== ASSIGNMENT ==
Transcription of the full listing is required, character for character.

++++++++

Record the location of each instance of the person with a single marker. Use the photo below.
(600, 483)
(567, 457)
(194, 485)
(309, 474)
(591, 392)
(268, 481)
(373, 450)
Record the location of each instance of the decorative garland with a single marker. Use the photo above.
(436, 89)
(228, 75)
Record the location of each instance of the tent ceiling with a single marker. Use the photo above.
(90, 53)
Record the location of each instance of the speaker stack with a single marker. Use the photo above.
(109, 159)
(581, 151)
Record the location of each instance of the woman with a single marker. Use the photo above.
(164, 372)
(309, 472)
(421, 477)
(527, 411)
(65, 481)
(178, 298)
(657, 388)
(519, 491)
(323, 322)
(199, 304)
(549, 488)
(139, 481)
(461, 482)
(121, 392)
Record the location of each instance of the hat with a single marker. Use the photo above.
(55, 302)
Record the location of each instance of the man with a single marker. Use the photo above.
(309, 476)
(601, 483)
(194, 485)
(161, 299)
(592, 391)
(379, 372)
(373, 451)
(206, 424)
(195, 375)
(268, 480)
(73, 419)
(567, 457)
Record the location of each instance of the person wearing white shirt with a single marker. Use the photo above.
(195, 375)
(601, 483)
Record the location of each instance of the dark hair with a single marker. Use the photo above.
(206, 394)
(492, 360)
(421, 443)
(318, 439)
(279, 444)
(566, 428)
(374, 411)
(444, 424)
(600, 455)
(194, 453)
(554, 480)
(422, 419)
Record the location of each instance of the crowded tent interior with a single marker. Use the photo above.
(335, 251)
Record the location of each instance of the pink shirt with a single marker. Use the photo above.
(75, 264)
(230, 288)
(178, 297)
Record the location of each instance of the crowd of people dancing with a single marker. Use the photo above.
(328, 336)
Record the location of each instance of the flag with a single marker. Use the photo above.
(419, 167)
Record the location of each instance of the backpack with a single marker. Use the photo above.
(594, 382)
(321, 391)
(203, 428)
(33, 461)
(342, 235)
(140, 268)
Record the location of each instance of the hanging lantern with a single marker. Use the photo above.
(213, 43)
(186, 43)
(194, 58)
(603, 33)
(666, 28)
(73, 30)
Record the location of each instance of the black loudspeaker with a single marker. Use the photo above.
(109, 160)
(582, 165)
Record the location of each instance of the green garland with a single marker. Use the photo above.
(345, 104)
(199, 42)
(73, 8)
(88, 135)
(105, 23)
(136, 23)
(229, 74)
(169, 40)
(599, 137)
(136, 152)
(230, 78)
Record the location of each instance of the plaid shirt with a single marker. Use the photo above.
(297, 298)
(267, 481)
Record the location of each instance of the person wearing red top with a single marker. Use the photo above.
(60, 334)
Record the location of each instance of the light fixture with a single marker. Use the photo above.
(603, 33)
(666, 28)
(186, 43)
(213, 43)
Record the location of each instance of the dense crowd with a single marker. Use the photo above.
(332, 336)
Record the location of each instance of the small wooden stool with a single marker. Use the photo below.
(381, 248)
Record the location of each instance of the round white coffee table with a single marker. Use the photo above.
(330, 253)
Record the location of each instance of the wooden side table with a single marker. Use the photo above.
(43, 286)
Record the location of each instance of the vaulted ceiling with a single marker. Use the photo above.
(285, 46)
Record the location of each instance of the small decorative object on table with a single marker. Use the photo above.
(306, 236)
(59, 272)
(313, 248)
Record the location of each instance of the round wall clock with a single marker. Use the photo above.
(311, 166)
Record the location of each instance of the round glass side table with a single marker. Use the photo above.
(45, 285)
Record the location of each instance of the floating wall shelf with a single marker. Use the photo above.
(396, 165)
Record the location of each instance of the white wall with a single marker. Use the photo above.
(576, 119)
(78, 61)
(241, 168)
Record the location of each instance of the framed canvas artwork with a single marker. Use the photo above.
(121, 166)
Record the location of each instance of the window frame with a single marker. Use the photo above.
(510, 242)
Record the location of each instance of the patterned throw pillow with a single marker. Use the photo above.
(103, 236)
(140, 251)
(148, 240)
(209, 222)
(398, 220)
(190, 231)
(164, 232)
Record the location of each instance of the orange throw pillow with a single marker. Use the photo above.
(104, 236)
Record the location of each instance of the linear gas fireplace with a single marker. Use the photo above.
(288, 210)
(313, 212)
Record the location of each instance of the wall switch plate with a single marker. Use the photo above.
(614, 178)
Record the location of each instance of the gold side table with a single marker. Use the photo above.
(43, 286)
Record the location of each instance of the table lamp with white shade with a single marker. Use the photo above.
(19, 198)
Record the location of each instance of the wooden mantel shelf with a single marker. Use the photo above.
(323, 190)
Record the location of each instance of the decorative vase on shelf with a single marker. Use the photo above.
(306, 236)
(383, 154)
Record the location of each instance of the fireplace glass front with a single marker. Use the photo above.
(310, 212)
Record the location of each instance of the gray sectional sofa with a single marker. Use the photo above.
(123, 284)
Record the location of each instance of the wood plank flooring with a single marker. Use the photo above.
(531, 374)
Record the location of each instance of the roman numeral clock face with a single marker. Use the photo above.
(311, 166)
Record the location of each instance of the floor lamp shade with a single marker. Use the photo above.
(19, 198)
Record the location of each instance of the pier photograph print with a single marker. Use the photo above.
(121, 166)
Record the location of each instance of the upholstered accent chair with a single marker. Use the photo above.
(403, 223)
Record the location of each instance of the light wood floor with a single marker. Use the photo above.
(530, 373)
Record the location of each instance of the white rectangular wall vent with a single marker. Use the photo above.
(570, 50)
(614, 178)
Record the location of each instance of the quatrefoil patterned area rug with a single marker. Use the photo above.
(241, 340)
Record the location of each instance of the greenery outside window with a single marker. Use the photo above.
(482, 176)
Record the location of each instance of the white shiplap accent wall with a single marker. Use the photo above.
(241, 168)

++++++++

== RESULT OF THIS TASK ==
Record the location of each instance of the person with a single marker. Use the photo below.
(600, 483)
(567, 457)
(194, 485)
(309, 474)
(591, 392)
(268, 481)
(373, 450)
Record the location of each instance of the decorative garland with a single marker. Use the photo above.
(436, 89)
(228, 75)
Record the location of each instance of the tent ceiling with a single marker. Use the photo above.
(90, 53)
Record the location of each instance of the speaker stack with a single marker. Use the photo above.
(109, 159)
(581, 151)
Record the location of each instance of the woman with a single marker. Use the photo above.
(164, 372)
(309, 472)
(421, 477)
(527, 411)
(65, 481)
(178, 298)
(657, 388)
(519, 491)
(323, 322)
(199, 304)
(549, 488)
(139, 481)
(461, 482)
(121, 392)
Record the location of each instance of the hat with a single marker. Use the photo above.
(55, 302)
Record the location of each instance of the man with a single marker. Use the photo above.
(309, 476)
(601, 483)
(194, 485)
(161, 299)
(592, 391)
(379, 372)
(373, 451)
(206, 424)
(195, 375)
(268, 480)
(73, 419)
(567, 457)
Record the location of each instance of the person wearing white shirt with a single marker. Use the photo above.
(195, 375)
(601, 483)
Record the location of each instance of the dark hair with a single marker. Use the photo above.
(206, 394)
(492, 360)
(421, 443)
(318, 439)
(279, 444)
(566, 428)
(374, 411)
(444, 424)
(600, 455)
(194, 453)
(554, 480)
(422, 419)
Record the location of each instance of the crowded tent interior with a single marker. Use the photo above.
(335, 251)
Record the location of each instance of the pink shirt with a single marker. Use the photo above.
(75, 264)
(230, 288)
(178, 297)
Record the location of each instance of the crowd of people dancing with a single marker. Use the photo above.
(328, 336)
Record the location of each instance of the flag with a single marker. Use the photo above.
(419, 167)
Record the location of each instance of the backpack with a single marker. Use the photo above.
(594, 382)
(321, 391)
(203, 428)
(33, 461)
(342, 235)
(140, 268)
Record the location of each instance of the hanging lantern with a single marker. Use the photo above.
(213, 43)
(186, 43)
(194, 58)
(603, 33)
(666, 28)
(73, 30)
Record the location of each instance of the black loudspeaker with a single marker. Use the photo above.
(109, 160)
(582, 165)
Record the location of each instance of the green garland with a single marker. Use the photo above.
(345, 104)
(199, 42)
(73, 8)
(88, 135)
(105, 23)
(136, 23)
(229, 74)
(169, 40)
(599, 137)
(136, 152)
(230, 78)
Record the location of each instance of the plaid shirt with a single marker. Use the photo above.
(297, 298)
(267, 481)
Record the location of each instance of the person wearing red top with a single marker. Use the photo above.
(60, 334)
Record the location of each instance of the light fixture with a single marker. Use the photo above.
(603, 33)
(666, 28)
(186, 43)
(213, 43)
Record the location of each instance of the dense crowd with a single marker. Use the photo above.
(332, 336)
Record the location of each instance of the small wooden stool with a single marker. Use the photo below.
(381, 248)
Record the location of each instance of the round white coffee table with a single marker. Use the photo above.
(330, 253)
Record the location of each instance of the wooden side table with a single marker. Use the photo above.
(43, 286)
Record the location of each instance of the vaulted ceiling with a single marker. Use the photo above.
(285, 46)
Record the location of each instance of the small decorative object on table with a single marker. Use the photo above.
(306, 236)
(59, 272)
(313, 248)
Record the location of each instance of the round wall clock with a single marker. Use the photo above.
(311, 166)
Record the location of each instance of the round glass side table with a single marker. Use the photo above.
(45, 285)
Record the location of each instance of the floating wall shelf with a single marker. Use the photo above.
(396, 165)
Record the location of each instance of the white wall with a single marker. Use the photo above.
(576, 119)
(78, 61)
(241, 168)
Record the location of each instance of the framed canvas artwork with a single marker. Use the photo above.
(121, 166)
Record the location of each instance of the window frame with a single marker. Use the photo above.
(510, 242)
Record the location of each instance of the patterned throw pillow with a single marker. Use the photo above.
(103, 236)
(140, 251)
(148, 240)
(209, 222)
(398, 220)
(190, 231)
(164, 232)
Record the location of each instance of the orange throw pillow with a single marker. Use the photo above.
(104, 236)
Record the location of each instance of the linear gas fireplace with a single marker. Use the photo above.
(288, 210)
(313, 212)
Record the location of each instance of the wall switch plate with a single marker. Use the photo above.
(614, 178)
Record the location of each instance of the gold side table with a single marker. Use the photo above.
(43, 286)
Record the location of each instance of the table lamp with white shade with a single marker. Use the photo above.
(19, 198)
Record the location of each instance of the wooden mantel shelf with a single marker. Use the photo above.
(323, 190)
Record the location of each instance of the decorative vase on shelf with a single marker. Use the photo above.
(306, 236)
(383, 154)
Record the location of each instance of the fireplace glass front with a single marker. Use the photo above.
(310, 212)
Record the location of each instance of the gray sectional sofa with a single marker. Use the photo above.
(123, 284)
Record the location of each instance of the wood plank flooring with a single marker. Use the photo above.
(531, 374)
Record the location of each instance of the roman numeral clock face with a single marker. Use the photo above.
(311, 166)
Record the location of each instance of the floor lamp shade with a single marker. Use the photo above.
(19, 198)
Record the location of each instance of the pier photograph print with a single marker. Use the photo above.
(121, 166)
Record the location of each instance of the upholstered accent chair with a single marker. Use the photo above.
(403, 223)
Record the location of each instance of the light wood floor with a single marker. Use the photo above.
(530, 373)
Record the location of each instance of the white rectangular wall vent with a single marker. Use the photo above.
(570, 50)
(614, 178)
Record the location of each instance of the quatrefoil patterned area rug with a single marker. Use the photo above.
(241, 340)
Record the location of each instance of the greenery outside window with a single marker. Use the photo above.
(482, 176)
Record the location of each instance of the white shiplap accent wall with a single marker. Use the photo above.
(241, 168)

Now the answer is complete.